==== RECORDS FOR THE TASK ====

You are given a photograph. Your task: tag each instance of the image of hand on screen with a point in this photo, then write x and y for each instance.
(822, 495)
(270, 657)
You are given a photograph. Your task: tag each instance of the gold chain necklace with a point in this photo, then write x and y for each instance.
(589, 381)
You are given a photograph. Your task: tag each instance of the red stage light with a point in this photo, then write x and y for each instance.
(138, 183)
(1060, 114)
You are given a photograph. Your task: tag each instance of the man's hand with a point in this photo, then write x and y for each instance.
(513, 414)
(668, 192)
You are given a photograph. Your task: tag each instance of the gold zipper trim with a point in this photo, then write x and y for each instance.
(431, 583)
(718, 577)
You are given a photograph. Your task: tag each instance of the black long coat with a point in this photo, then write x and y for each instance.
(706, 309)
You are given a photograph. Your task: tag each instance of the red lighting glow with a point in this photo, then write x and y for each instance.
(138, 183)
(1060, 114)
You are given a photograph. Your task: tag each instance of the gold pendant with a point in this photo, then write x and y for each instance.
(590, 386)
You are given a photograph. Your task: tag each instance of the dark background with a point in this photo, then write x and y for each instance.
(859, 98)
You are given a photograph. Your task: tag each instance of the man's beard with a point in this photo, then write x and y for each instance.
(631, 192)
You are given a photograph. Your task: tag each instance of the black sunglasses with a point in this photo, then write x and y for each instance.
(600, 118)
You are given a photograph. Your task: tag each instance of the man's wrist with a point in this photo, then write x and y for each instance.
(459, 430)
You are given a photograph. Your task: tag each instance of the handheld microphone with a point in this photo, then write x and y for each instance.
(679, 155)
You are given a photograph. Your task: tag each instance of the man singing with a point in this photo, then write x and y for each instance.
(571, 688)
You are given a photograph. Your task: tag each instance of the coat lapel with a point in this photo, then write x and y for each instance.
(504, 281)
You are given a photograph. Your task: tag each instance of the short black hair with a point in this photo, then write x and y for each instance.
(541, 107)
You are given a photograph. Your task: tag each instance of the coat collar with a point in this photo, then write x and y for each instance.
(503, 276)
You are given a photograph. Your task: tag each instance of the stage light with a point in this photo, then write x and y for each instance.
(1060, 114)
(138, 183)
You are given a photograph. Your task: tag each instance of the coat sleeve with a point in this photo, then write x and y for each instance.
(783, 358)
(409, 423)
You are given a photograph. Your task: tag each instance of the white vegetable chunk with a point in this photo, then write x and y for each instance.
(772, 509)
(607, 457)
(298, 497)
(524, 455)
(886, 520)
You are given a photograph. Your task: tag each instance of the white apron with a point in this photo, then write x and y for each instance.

====

Please restate the whole listing word for word.

**FINAL RESULT**
You are given a photograph. Your task: tag each instance of the image of hand on screen with a point in this photo, then write x and y for each instance.
(822, 495)
(270, 657)
You are given a photograph. Your task: tag each instance of the gold chain necklace with a point in this photo, then write x and y for each instance.
(589, 381)
You are given a photograph. Your task: tag each instance of the red stage light with a point in this photo, then write x and y for each instance.
(138, 183)
(1060, 114)
You are given a photograph. Your task: tag each instance of the man's hand with a point in this photo, then write x and y for each instance.
(513, 414)
(668, 192)
You are given a photograph. Your task: tag each instance of the gold zipper trim with a point in this photo, then write x and y for each instance.
(431, 583)
(718, 577)
You are given a photograph. Your task: tag each instance of the black long coat with a point in this photo, then write x and y for each instance.
(706, 309)
You are given a photograph. Your task: tag each instance of the red lighting glow with a point in this photo, then write x and y for each instance.
(138, 183)
(1060, 114)
You are given a photograph. Your task: tag each instance of the gold pendant with a point in this photo, then write x and y for each instance.
(590, 386)
You are given a photograph. Your task: tag each instance of the dark background with a point in this photo, then write x and y for each instance.
(859, 98)
You are given a photograph. Your task: tag each instance of the man's beard with a point in this photo, then write x and y for each instance.
(631, 192)
You are given a photograph. Your task: tag each instance of the black sunglasses with a point in this photo, then write x and y for each instance.
(600, 118)
You are given a photograph. Your task: tag each instance of the man's wrist with a point in this photo, then write x and y for each instance.
(459, 430)
You are given a photograph. Your task: tag each instance of the handheld microphone with a point in this photo, then write x and y for each instance.
(679, 155)
You are given a photograph. Your task: tag each instance of the man singing with a point in this photo, then write x and y for each instance.
(571, 688)
You are given a photograph. Your task: tag each instance of the coat lapel with a point in this photo, then write x and y for each instance.
(504, 281)
You are given a photograph. Your task: tag each instance of the short black hair with a point in this photo, then write x and y for each instance.
(541, 107)
You are given a photograph. Your task: tag each instance of the coat collar with a point in this photo, then write x and y for each instance.
(503, 276)
You are given a photograph. Your task: tag each instance of the stage light with a point in this photo, then write x and y for each instance.
(1060, 114)
(138, 183)
You are given a photograph. Your task: tag each instance of the coat sleeve with a point in this photo, then write x and y for each instance.
(783, 358)
(409, 423)
You are given a photograph. Your task: tag each instance of the white vegetable chunk with a point in this photo, then write x and y for each instance.
(772, 509)
(607, 457)
(298, 497)
(524, 455)
(886, 520)
You are given a photograph. Your task: tag each instance of the white apron with a point in this photo, then write x and y for each instance.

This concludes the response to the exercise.